課題:
• 1. 抜粋のうち、「展覧会三つ。日本科学未来館「」を含む語句で始まり「かに流動的なものかがわかる。」で終わる部分を、一字も変えずに出力せよ。
• 2. 抜粋について、次の問いに答えてください。
(a) 日本科学未来館で観た展覧会の名は何か。
(b) 「眞贋のはざま」のことは何で知ったか。
(c) 三つの像のうち残るひとつは、何でレプリカが作られたか。

抜粋:
==============================
展覧会三つ。日本科学未来館「ロボット・ミーム展」、東京大学総合研究博物館「眞贋のはざま」、上野の森美術館「moma アメリカ近代美術館展」。恵比寿にてラーメン二杯「香月」「よってこ屋」、上野精養軒、等。夏純子『不良少女マコ』。

「眞贋のはざま」は新聞で知ってぜひ観たいと思っていた企画展だけれど、予想以上にこのwebでも書いているような複製に関する文章と関心が重なる。プロは解像度も深いね。ある解剖学の大学教授に関する同じ三つの像はなぜ作られなくてはならなかったのか?オリジナルであるはずの像主が持つ小物の頭骨のディテールが正確でないとの指摘に、それを原型にして変更し加えて新たに精度を高めて作り直され、制作者と関係者はそれをオリジナルだとみなすが、すでに披露されたものと取り替えられることはできず、残るひとつは、戦争による金属調達を恐れた関係者がこの真のオリジナルをもとにセメントでレプリカを作らせたものであったという。この例を見るだけでも一般的に流通する社会的意味のレベルでの複製という概念が、いかに流動的なものかがわかる。
==============================
提供資料:

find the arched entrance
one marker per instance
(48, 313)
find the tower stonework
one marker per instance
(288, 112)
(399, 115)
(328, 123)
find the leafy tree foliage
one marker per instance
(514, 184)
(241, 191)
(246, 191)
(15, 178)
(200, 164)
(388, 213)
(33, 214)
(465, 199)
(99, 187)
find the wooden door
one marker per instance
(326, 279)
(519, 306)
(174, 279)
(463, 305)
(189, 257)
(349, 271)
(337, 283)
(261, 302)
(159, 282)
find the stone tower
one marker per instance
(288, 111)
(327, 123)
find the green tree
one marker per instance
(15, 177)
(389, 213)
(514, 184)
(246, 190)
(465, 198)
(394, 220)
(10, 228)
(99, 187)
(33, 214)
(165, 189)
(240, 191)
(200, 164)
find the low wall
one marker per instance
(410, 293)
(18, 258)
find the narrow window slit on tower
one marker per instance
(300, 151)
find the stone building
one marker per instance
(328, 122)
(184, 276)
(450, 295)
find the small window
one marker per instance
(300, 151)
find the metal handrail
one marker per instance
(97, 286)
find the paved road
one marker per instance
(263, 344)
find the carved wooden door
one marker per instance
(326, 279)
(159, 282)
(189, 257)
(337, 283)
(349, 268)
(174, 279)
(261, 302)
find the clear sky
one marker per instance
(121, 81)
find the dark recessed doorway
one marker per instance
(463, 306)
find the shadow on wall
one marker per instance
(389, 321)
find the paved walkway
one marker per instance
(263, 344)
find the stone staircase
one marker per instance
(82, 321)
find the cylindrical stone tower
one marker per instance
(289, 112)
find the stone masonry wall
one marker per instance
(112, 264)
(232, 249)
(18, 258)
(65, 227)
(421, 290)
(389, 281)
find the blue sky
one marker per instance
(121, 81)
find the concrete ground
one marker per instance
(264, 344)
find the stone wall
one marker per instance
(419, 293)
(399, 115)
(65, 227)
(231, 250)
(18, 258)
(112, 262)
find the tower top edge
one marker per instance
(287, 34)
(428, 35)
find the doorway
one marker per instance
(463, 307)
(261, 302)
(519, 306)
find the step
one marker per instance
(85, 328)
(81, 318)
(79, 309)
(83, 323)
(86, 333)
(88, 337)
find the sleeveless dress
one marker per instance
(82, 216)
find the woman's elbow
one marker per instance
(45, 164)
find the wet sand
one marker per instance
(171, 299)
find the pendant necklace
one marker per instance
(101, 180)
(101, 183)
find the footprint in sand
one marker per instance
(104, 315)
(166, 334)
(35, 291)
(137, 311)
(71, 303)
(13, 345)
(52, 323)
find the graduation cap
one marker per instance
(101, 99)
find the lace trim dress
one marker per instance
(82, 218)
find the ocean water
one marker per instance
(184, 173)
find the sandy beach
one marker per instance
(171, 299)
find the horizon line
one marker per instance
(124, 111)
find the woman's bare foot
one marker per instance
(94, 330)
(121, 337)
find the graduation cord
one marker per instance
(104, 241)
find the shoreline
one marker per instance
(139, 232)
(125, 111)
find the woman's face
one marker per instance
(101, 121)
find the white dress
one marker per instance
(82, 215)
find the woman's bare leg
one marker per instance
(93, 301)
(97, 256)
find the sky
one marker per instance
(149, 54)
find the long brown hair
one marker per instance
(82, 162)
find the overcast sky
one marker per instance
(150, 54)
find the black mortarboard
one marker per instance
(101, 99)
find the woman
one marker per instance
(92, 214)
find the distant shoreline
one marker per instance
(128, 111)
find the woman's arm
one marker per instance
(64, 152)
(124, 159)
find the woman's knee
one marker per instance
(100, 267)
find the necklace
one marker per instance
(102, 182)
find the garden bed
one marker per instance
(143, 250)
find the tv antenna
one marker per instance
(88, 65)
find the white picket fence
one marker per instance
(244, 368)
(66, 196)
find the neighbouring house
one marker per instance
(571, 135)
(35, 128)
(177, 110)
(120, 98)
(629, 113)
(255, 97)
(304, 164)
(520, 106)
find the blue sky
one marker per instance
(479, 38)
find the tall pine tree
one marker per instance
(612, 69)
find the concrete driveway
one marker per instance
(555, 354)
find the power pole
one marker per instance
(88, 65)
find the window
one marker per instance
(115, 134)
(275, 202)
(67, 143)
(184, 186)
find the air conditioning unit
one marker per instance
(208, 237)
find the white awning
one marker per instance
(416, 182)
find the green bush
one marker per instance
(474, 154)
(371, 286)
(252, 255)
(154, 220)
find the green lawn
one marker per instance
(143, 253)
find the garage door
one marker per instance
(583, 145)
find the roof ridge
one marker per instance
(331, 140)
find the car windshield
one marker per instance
==============================
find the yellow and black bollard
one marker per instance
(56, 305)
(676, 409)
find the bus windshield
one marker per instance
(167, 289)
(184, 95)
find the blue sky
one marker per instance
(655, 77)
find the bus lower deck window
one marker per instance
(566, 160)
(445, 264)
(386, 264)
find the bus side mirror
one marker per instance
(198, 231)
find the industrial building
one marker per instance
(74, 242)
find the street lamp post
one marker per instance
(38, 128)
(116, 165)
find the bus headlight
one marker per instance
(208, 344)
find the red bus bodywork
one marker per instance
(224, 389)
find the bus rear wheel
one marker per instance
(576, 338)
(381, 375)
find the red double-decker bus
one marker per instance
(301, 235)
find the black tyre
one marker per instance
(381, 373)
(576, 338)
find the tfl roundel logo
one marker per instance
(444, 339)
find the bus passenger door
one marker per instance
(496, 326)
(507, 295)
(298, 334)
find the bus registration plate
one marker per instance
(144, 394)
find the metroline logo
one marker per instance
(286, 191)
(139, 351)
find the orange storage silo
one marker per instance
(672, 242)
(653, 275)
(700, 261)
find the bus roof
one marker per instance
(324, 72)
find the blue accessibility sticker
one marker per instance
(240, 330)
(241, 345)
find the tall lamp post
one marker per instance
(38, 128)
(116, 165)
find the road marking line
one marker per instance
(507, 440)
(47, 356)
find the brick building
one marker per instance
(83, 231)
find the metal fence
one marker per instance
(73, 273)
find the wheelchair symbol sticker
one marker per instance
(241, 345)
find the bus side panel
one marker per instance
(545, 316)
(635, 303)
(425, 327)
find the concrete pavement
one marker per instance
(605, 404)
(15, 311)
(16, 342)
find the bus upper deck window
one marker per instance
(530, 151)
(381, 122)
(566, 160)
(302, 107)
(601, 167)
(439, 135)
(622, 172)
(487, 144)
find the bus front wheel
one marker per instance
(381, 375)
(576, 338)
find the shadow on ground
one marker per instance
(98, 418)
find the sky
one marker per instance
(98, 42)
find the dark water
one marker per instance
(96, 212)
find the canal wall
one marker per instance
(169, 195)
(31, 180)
==============================
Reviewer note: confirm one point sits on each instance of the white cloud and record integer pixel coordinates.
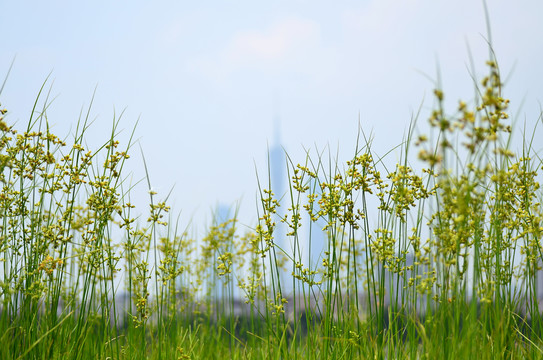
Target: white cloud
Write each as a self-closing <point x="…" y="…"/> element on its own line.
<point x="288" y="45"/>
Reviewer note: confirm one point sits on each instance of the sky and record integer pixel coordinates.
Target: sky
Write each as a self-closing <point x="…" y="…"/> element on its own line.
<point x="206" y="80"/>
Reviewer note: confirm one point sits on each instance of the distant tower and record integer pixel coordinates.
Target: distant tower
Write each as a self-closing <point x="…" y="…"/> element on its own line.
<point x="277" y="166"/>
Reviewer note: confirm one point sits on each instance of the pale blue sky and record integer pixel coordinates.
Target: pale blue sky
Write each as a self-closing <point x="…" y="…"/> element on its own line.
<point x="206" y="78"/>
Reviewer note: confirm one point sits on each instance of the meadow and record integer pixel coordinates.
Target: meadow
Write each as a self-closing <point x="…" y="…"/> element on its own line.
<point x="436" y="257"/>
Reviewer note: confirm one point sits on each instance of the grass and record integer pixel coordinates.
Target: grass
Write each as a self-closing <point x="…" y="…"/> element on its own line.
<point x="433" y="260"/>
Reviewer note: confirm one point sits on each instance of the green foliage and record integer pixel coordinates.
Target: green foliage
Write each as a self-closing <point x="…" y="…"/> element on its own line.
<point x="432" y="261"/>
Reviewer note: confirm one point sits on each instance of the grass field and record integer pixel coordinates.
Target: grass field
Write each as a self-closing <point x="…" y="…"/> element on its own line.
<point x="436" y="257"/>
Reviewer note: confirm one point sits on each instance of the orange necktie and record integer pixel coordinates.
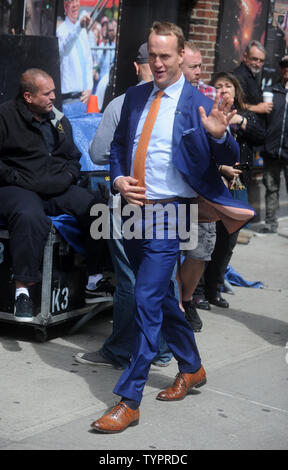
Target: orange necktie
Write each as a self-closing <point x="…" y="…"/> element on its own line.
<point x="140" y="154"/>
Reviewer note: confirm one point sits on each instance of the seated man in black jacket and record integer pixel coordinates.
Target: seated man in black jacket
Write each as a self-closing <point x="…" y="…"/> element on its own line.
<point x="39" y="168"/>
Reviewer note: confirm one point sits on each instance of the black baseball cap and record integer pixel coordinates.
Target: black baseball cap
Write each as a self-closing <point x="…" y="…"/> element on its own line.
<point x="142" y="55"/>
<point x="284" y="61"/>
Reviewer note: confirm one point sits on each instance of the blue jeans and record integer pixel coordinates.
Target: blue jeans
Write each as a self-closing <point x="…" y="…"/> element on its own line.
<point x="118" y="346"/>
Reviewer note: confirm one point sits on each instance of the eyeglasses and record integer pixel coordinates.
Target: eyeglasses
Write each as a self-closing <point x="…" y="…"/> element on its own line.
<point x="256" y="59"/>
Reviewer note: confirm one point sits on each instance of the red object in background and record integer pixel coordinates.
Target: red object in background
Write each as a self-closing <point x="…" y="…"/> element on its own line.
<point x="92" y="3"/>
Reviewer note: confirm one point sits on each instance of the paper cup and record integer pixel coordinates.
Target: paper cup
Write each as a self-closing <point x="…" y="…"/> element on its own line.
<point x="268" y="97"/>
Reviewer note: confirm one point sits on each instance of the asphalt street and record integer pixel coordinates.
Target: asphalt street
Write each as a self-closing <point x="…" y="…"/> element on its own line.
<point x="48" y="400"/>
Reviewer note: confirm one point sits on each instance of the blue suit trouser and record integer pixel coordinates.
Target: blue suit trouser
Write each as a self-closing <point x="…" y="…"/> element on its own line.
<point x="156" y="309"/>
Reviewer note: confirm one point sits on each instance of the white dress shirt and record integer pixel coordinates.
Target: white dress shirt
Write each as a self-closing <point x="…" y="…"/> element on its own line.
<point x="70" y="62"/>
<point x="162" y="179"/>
==============================
解答:
• 1.
展覧会三つ。日本科学未来館「ロボット・ミーム展」、東京大学総合研究博物館「眞贋のはざま」、上野の森美術館「moma アメリカ近代美術館展」。恵比寿にてラーメン二杯「香月」「よってこ屋」、上野精養軒、等。夏純子『不良少女マコ』。

「眞贋のはざま」は新聞で知ってぜひ観たいと思っていた企画展だけれど、予想以上にこのwebでも書いているような複製に関する文章と関心が重なる。プロは解像度も深いね。ある解剖学の大学教授に関する同じ三つの像はなぜ作られなくてはならなかったのか?オリジナルであるはずの像主が持つ小物の頭骨のディテールが正確でないとの指摘に、それを原型にして変更し加えて新たに精度を高めて作り直され、制作者と関係者はそれをオリジナルだとみなすが、すでに披露されたものと取り替えられることはできず、残るひとつは、戦争による金属調達を恐れた関係者がこの真のオリジナルをもとにセメントでレプリカを作らせたものであったという。この例を見るだけでも一般的に流通する社会的意味のレベルでの複製という概念が、いかに流動的なものかがわかる。

• 2.
(a) 「ロボット・ミーム展」
(b) 新聞
(c) セメント